— begin Data provided —
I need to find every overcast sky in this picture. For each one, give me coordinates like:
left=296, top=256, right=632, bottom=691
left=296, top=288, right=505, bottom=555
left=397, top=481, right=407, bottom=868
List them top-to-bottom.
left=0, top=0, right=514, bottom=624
— end Data provided —
▶ [What is required] Reproduce every line of the records above without changing a single character.

▶ [Complete answer]
I need to find every overcast sky in this picture. For each one, give me coordinates like:
left=296, top=256, right=632, bottom=691
left=296, top=288, right=505, bottom=555
left=397, top=481, right=407, bottom=868
List them top-to-bottom.
left=0, top=0, right=514, bottom=624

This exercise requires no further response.